─── Data provided ───
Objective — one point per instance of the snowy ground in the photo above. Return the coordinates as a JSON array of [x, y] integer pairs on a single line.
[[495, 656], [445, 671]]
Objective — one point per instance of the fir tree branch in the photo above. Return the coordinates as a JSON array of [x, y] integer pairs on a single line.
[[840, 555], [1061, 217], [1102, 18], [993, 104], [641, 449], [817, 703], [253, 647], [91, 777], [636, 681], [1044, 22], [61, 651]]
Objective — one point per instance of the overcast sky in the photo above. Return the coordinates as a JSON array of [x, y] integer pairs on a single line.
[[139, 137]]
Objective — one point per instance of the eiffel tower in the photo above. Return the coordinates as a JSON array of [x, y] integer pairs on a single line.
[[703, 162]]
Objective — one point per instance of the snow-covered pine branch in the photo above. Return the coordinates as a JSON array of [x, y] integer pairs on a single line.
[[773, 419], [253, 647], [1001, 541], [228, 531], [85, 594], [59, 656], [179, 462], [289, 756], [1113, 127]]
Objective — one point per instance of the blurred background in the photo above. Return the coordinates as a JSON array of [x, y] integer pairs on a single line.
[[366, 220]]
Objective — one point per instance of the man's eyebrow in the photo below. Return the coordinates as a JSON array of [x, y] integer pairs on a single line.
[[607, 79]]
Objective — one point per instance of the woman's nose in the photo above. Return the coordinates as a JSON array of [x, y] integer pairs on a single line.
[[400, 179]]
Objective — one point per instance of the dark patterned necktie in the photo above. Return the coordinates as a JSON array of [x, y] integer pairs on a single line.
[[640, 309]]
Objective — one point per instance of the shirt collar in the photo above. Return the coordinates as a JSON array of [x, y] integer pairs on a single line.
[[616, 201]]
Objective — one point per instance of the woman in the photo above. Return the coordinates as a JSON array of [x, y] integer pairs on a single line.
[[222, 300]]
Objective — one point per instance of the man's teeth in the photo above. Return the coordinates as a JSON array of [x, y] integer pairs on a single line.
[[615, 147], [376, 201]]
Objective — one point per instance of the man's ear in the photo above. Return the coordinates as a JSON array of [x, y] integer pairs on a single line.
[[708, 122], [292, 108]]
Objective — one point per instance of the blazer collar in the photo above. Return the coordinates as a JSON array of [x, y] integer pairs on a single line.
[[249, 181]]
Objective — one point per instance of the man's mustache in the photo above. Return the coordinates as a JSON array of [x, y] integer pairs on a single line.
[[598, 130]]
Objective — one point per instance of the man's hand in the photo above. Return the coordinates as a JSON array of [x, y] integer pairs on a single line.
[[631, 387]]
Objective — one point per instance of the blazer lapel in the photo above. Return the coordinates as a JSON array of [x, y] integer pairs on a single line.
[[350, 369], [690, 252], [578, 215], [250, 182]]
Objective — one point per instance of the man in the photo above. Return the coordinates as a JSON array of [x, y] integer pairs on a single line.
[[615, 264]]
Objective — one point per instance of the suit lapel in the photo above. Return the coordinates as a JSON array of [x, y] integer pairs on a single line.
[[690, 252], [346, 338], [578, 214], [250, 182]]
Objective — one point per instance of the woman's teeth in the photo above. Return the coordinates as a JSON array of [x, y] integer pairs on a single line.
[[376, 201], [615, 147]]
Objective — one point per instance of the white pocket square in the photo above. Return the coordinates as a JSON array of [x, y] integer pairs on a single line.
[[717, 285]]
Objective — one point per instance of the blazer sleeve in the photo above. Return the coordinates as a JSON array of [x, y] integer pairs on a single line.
───
* _The task_:
Lines from the one with "Objective — one point per instance of the man in" through the end of the data: set these down exactly, including both ends and nothing more.

* _Reply_:
Objective — one point per instance of the man in the photo above. Return the coordinates as a JSON array of [x, y] integer pairs on a single line.
[[615, 264]]
Objective — one point per instance of the suit lapel in the photo above. Return the coordinates as a JSON array of [x, y] integer pairs on a single line.
[[690, 252], [346, 338], [578, 214], [250, 182]]
Objective — one point per instance of the woman's teeth in the photo above. Return the coordinates as a JSON array of [x, y] integer pairs on a single line.
[[376, 201], [615, 147]]
Objective — one point per instance of the white pocket square in the photo above. Return the coordinates as a JSON array of [x, y] integer pairs on a single line.
[[717, 285]]
Objective — one point per instance of the blazer sleeve in the photo above. Return the coordinates as a JSON array of [x, y] integer pairs on a single line.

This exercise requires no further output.